**Your instructions**
Lift out, unaltered, the lines of the material below between the line holding "Draw the outline of every instance of the branching" and the line holding "Draw the outline of every instance of the flower", counting both.

**The input**
[Start of section]
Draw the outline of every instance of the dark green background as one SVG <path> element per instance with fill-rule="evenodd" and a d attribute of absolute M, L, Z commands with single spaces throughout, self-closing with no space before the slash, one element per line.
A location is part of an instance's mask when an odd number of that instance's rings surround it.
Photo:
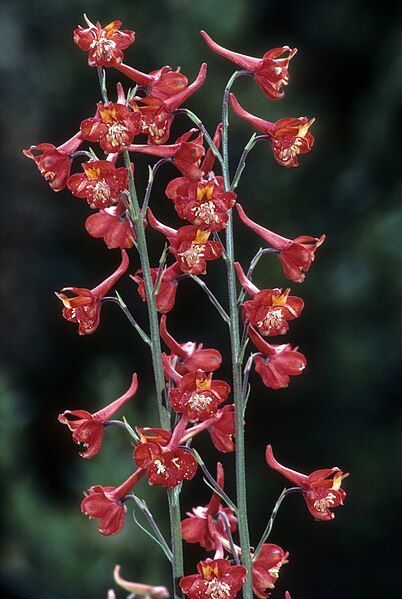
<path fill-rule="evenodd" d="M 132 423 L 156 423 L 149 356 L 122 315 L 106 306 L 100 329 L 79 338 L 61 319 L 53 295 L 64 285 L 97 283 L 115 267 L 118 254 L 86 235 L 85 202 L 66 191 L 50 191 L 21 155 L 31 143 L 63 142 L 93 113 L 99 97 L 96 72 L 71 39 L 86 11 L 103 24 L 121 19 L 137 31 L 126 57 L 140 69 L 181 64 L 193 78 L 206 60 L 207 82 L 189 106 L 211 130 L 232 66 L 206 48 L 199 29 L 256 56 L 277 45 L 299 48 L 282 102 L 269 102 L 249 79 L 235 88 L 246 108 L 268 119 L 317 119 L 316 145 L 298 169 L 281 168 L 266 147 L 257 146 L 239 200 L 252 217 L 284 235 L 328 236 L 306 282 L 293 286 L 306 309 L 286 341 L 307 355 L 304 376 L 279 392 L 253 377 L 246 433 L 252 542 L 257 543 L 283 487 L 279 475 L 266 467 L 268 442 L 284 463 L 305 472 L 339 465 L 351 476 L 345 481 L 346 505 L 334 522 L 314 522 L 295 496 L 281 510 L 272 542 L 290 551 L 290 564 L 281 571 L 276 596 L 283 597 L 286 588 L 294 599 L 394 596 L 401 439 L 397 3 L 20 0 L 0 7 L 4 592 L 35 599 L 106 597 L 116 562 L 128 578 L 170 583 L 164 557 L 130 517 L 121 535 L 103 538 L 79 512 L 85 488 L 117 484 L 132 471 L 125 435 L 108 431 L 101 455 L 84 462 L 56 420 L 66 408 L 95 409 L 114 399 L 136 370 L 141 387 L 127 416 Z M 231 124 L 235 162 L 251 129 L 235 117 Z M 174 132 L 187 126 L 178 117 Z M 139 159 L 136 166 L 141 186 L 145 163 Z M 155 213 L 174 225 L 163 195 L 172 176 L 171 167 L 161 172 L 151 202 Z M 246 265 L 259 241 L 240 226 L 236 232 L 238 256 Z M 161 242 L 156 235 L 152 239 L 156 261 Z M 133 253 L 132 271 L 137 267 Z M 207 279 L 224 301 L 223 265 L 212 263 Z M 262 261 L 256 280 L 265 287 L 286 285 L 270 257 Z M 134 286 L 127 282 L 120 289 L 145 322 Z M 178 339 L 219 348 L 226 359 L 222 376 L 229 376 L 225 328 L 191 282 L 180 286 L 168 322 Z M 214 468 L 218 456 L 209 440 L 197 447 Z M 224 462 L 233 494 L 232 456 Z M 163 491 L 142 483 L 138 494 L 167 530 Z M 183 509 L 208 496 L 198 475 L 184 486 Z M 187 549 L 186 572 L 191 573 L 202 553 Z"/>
[End of section]
[Start of section]
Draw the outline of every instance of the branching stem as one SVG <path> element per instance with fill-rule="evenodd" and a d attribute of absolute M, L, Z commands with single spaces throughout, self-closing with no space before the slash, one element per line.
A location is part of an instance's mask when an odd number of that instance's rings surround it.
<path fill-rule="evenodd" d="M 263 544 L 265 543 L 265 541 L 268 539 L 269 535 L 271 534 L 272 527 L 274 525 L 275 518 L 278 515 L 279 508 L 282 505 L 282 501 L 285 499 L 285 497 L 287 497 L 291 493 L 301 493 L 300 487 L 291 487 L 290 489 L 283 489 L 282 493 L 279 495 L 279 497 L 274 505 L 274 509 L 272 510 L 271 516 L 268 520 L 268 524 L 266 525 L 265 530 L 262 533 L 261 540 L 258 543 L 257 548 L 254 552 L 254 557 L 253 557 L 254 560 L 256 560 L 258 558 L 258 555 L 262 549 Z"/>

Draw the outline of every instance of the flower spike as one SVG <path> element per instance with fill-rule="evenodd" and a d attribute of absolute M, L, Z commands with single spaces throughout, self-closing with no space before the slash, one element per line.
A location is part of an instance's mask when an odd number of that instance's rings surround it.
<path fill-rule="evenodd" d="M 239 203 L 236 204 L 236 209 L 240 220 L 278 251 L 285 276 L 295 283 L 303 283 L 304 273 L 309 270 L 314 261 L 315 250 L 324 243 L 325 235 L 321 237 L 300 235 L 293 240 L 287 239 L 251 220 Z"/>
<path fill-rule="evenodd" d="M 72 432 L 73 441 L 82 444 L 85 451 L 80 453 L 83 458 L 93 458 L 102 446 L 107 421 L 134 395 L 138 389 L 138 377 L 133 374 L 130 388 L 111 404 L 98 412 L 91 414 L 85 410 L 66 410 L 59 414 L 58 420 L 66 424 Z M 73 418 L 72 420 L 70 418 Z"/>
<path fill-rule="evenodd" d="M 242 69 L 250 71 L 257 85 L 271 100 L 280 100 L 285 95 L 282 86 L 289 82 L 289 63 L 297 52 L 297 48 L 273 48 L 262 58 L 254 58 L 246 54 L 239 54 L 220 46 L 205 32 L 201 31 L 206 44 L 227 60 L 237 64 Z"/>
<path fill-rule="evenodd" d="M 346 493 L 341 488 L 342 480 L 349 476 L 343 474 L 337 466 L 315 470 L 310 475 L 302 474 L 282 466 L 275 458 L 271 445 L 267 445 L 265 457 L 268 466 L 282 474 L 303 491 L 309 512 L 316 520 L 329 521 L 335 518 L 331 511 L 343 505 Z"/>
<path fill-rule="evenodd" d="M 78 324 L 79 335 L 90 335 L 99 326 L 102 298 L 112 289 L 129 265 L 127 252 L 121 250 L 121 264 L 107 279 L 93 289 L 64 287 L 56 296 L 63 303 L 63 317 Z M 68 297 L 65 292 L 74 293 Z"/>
[End of section]
**Answer**
Draw the outline of every instance of the branching stem as one SVG <path> element per instance with fill-rule="evenodd" and a d attribute of absolute M, L, Z commands with single spaces throughout, self-closing with no space before the slash, one element per line.
A location is part of an instance's mask when an odd number of that instance's rings surround it.
<path fill-rule="evenodd" d="M 263 544 L 265 543 L 265 541 L 268 539 L 269 535 L 271 534 L 272 527 L 274 525 L 275 518 L 278 515 L 279 508 L 282 505 L 282 501 L 285 499 L 285 497 L 287 497 L 291 493 L 301 493 L 300 487 L 291 487 L 290 489 L 283 489 L 282 493 L 279 495 L 279 497 L 274 505 L 274 509 L 272 510 L 271 516 L 268 520 L 268 524 L 266 525 L 265 530 L 262 533 L 261 540 L 258 543 L 257 548 L 254 552 L 254 557 L 253 557 L 254 560 L 256 560 L 258 558 L 258 555 L 262 549 Z"/>

Draw the outline of every instance of the flower spike as one SVG <path> element per instance with fill-rule="evenodd" and a d attribute of absolute M, L, Z commands with single spaces throughout, self-closing with no space before the slash, one element per line.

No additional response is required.